What the task requires:
A complete answer retypes each of the records below precisely and includes none of the pictures.

Record set:
################

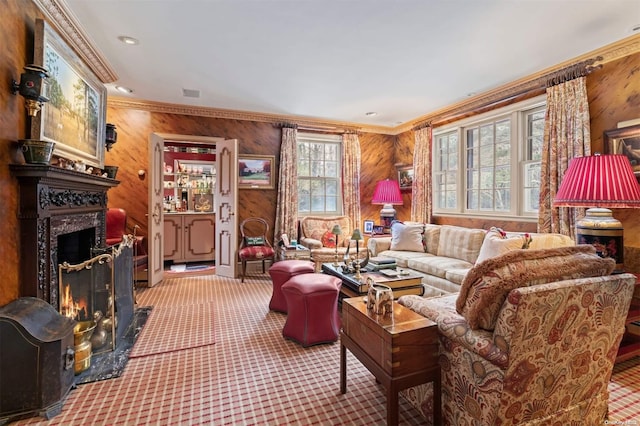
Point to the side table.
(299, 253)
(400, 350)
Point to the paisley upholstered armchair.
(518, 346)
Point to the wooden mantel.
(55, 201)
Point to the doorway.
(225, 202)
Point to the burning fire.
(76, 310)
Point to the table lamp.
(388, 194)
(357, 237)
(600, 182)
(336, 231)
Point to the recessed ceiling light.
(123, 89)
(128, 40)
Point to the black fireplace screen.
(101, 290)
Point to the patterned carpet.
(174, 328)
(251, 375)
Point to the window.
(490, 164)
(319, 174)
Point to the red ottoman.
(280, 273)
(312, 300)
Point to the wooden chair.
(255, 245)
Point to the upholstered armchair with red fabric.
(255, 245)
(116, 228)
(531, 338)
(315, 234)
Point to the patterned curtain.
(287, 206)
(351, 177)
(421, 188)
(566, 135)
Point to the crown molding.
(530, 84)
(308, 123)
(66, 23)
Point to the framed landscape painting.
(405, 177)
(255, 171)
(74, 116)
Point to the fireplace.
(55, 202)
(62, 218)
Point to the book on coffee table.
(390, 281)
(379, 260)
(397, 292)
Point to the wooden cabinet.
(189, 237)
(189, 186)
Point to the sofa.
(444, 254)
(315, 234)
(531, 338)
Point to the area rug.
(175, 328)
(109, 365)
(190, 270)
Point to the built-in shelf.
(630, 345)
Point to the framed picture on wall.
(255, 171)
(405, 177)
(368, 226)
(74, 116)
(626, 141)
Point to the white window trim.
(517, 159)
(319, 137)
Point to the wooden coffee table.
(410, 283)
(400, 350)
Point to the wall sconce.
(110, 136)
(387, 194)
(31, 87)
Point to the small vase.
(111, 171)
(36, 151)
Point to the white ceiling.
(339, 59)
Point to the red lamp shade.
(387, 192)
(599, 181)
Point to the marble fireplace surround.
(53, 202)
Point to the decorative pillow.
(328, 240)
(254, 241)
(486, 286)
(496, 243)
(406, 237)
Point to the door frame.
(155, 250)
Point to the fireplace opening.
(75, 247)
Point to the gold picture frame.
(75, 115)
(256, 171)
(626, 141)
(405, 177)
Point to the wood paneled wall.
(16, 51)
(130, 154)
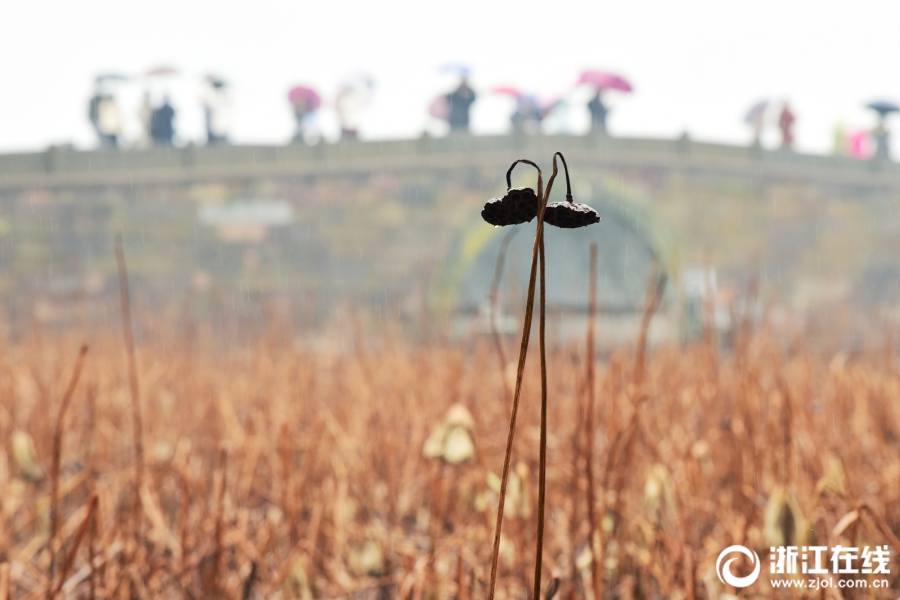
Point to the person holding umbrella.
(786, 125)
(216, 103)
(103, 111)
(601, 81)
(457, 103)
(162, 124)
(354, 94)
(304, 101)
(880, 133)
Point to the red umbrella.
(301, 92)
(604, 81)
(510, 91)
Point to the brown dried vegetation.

################

Response for this exercise:
Point to the side table.
(299, 253)
(400, 350)
Point to the paisley upholstered armchair.
(518, 346)
Point to the wooden mantel.
(55, 201)
Point to the doorway.
(225, 202)
Point to the burning fire.
(76, 310)
Point to the table lamp.
(388, 194)
(357, 237)
(600, 182)
(336, 231)
Point to the recessed ceiling light.
(123, 89)
(128, 40)
Point to the black fireplace screen.
(101, 290)
Point to the patterned carpet.
(174, 328)
(251, 375)
Point to the window.
(490, 164)
(319, 174)
Point to the red ottoman.
(280, 273)
(312, 300)
Point to the wooden chair.
(255, 245)
Point to the upholstered armchair with red fabric.
(255, 245)
(116, 228)
(531, 338)
(315, 234)
Point to the patterned curtain.
(287, 206)
(351, 177)
(421, 188)
(566, 135)
Point to the crown molding.
(530, 84)
(308, 123)
(66, 23)
Point to the framed landscape painting.
(405, 177)
(255, 171)
(74, 116)
Point to the fireplace.
(55, 202)
(62, 218)
Point to the book on coffee table.
(390, 281)
(379, 260)
(397, 292)
Point to the wooden cabinet.
(189, 237)
(189, 186)
Point to the sofa.
(444, 254)
(315, 234)
(531, 338)
Point to the area rug.
(175, 328)
(109, 365)
(190, 270)
Point to the built-in shelf.
(630, 345)
Point to the framed picture on wall.
(255, 171)
(405, 177)
(368, 226)
(74, 116)
(626, 141)
Point to the white window trim.
(517, 159)
(319, 137)
Point to the wooden coffee table.
(410, 283)
(400, 350)
Point to the wall sconce.
(110, 136)
(387, 194)
(31, 87)
Point to the small vase.
(111, 171)
(36, 151)
Point to the white ceiling.
(339, 59)
Point to the red lamp shade.
(387, 192)
(599, 181)
Point to the marble fireplace surround.
(53, 202)
Point to the decorative pillow.
(328, 240)
(254, 241)
(486, 286)
(496, 243)
(406, 237)
Point to the door frame.
(155, 250)
Point to the fireplace opening.
(75, 247)
Point to the gold picture frame.
(75, 115)
(256, 171)
(626, 141)
(405, 177)
Point to the wood paneled wall.
(16, 51)
(130, 154)
Point to the person holding umbrella.
(786, 125)
(216, 103)
(103, 111)
(601, 81)
(457, 103)
(162, 124)
(354, 94)
(304, 101)
(880, 133)
Point to the red umbrella.
(301, 92)
(604, 81)
(510, 91)
Point to the brown dried vegetation.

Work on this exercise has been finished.